# Challenges:
#1 In the Bosnia piece, how many UN representatives are now being held hostage?
#2 Return the part of the Bosnia piece starting at "The Europeans ought" and ending at "ready to negotiate.", copied word for word.

# Extract to read:
----
But it's far from clear that adding US ground forces -- even with a supposedly limited mission -- to the current equation in Bosnia is wise.

Americans ought to see Bosnia as an important security issue. It is a place where the concept of modern civilized behavior itself is under attack.

Unscrupulous villains have committed massive atrocities against innocents in full view of the world. They have also attacked UN forces, sent not to fight them, but only to aid civilians. The UN representatives have been humiliated and killed, and more than 300 are now being held hostage.

But politicians in both US parties recognize that, for all the hand-wringing on this side of the Atlantic, the wish to stop atrocities has not yet become a sufficient reason to involve American troops. The conflict is still too removed from everyday experience here. The news on television can be surfed away from, the radio dial turned, the newspaper page flipped by.

The Europeans ought to be able to muster more public resolve about this crisis. It's on their doorsteps. Led by the French and British, perhaps they can reinforce and reposition under a new, tougher mandate and keep some aid flowing. Perhaps the Bosnian Serbs are exhausted, out of tank fuel, and nearly ready to negotiate.

The alternative, UN withdrawal and active support for the Bosnian government, is not pretty. But it may yet be the best of the poor choices in play.
----
# Data:
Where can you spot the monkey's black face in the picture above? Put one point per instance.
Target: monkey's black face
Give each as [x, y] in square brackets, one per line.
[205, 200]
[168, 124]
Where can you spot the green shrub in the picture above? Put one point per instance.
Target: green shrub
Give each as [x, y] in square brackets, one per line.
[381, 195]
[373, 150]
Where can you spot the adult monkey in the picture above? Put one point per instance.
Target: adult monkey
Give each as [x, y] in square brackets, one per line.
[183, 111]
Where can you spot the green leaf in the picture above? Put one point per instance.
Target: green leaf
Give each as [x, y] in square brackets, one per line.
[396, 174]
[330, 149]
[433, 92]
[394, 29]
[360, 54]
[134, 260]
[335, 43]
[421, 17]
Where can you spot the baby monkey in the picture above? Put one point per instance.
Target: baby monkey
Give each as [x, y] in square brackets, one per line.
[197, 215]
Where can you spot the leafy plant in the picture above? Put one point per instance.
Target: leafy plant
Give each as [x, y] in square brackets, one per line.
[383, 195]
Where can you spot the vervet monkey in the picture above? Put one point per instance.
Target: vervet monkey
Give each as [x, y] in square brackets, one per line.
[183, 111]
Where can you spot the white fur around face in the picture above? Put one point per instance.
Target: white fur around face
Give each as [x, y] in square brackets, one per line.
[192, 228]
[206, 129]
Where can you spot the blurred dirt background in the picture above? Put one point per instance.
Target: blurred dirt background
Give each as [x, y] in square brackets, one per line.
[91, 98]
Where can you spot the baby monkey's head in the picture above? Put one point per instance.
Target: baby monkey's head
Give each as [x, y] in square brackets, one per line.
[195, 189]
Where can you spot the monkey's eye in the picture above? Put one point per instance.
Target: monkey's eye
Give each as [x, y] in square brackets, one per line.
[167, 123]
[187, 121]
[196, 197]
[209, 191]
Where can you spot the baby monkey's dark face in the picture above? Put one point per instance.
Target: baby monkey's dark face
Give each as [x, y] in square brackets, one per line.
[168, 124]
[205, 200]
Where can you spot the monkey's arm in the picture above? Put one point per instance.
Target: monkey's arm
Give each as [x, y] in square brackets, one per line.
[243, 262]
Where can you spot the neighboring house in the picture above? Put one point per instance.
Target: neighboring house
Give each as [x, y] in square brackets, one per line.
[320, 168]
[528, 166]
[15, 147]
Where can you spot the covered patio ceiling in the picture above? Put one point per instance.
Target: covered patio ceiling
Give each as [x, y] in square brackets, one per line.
----
# Results by task:
#1 More than 300.

#2
The Europeans ought to be able to muster more public resolve about this crisis. It's on their doorsteps. Led by the French and British, perhaps they can reinforce and reposition under a new, tougher mandate and keep some aid flowing. Perhaps the Bosnian Serbs are exhausted, out of tank fuel, and nearly ready to negotiate.